You could extend the geometric progressions in each of the factors indefinitely without creating any new contributions to $x^{12}$ (since the added terms are all of too high degree for that). Your problem then is equivalent to finding the number of solutions $a,b,c,d,e,f\in\mathbf N$ (with $0\in\mathbf N$) to the equation $$ 2a+4b+6c+8d+10e+12f=12, $$ as such a solution counts corresponds to picking terms $x^{2a}$, $x^{4b}$, $x^{6c}$, $x^{8d}$, $x^{10e}$, $x^{12f}$ from the respective factors and muliplying them to give $x^{12}$. After dividing by $2$ this gives the equivalent $a+2b+3c+4d+5e+6f=6$. At this point (or earlier) you may recognise that you are counting the partitions of $6$ (with $a,b,c,d,e,f$ giving the multiplicities of $1,2,3,4,5,6$ as part, respectively), so the answer is going to be $11$.

- [Entries provided]

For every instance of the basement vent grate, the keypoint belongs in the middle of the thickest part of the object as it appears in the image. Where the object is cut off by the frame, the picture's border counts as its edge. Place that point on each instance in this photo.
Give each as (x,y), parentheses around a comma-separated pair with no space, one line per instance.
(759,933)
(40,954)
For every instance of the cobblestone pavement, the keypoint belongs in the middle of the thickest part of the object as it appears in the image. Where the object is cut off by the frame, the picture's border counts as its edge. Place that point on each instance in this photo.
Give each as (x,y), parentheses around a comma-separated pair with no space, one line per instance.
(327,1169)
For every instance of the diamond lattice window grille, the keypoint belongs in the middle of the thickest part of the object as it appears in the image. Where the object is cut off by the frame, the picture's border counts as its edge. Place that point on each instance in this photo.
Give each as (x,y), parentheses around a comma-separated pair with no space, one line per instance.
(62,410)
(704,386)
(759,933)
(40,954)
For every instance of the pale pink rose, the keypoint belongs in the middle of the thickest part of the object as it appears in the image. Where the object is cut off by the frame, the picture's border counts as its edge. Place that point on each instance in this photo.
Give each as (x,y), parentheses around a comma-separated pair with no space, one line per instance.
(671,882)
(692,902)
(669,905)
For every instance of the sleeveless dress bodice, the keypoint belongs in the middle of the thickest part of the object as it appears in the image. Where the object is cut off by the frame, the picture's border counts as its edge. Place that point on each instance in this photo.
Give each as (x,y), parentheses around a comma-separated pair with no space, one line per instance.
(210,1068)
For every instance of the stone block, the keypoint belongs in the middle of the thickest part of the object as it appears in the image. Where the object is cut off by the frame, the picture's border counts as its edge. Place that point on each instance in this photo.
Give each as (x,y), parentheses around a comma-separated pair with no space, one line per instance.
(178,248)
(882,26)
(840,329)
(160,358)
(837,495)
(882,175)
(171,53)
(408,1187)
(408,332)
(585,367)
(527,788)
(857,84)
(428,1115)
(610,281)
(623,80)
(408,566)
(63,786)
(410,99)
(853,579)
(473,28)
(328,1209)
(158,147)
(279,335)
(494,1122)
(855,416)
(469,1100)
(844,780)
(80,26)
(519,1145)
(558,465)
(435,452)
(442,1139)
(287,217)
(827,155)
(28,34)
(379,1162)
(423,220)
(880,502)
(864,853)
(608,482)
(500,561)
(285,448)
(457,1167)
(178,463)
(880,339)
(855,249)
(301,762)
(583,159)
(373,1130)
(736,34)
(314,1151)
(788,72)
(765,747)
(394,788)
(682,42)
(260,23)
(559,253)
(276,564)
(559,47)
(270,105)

- [Work instructions]
**a)** Condense the paragraph of the coefficient explanation that begins "You could extend the geometric progressions" into a short bulleted list that keeps its main facts.
**b)** Pick up the coefficient explanation after its last sentence and carry it further.
The listing has no connection to the coefficient explanation.

- [Answers provided]
**a)**
- Extending the geometric progressions in each factor indefinitely adds no new contributions to $x^{12}$, because the added terms are of too high degree.
- The problem then amounts to counting solutions $a,b,c,d,e,f\in\mathbf N$ (with $0\in\mathbf N$) of $2a+4b+6c+8d+10e+12f=12$.
- Each solution corresponds to picking $x^{2a}$, $x^{4b}$, $x^{6c}$, $x^{8d}$, $x^{10e}$, $x^{12f}$ from the respective factors and multiplying them to give $x^{12}$.
- Dividing by $2$ gives the equivalent equation $a+2b+3c+4d+5e+6f=6$.
- This counts the partitions of $6$, with $a,b,c,d,e,f$ as the multiplicities of the parts $1,2,3,4,5,6$, so the answer is $11$.

**b)**
If you consider looking-up to be cheating, you can do computations of this kind by maintaining an array with the coefficients of the current polynomial, and successively incorporating the factors by multiplication. Each factor being a geometric series $S=1+x^d+x^{2d}+\cdots$, there is a trick to doing this efficiently. Let $P$ be multiplied by $S$, then the (new) coefficient of $x^k$ in $PS$ will be equal to the (old) coefficient of $x^k$ in $P$ plus (if $k\geq d$) the (new) coefficient of $x^{k-d}$ in $PS$; this comes from writing $S=1+x^dS$. So to do the multiplication, traverse the array of coefficients from left to right, adding each coefficient to the one $d$ places to its right, until running off the end of the array. Here is a piece of Python code that does it, just to show how easy it is. It prints $11$.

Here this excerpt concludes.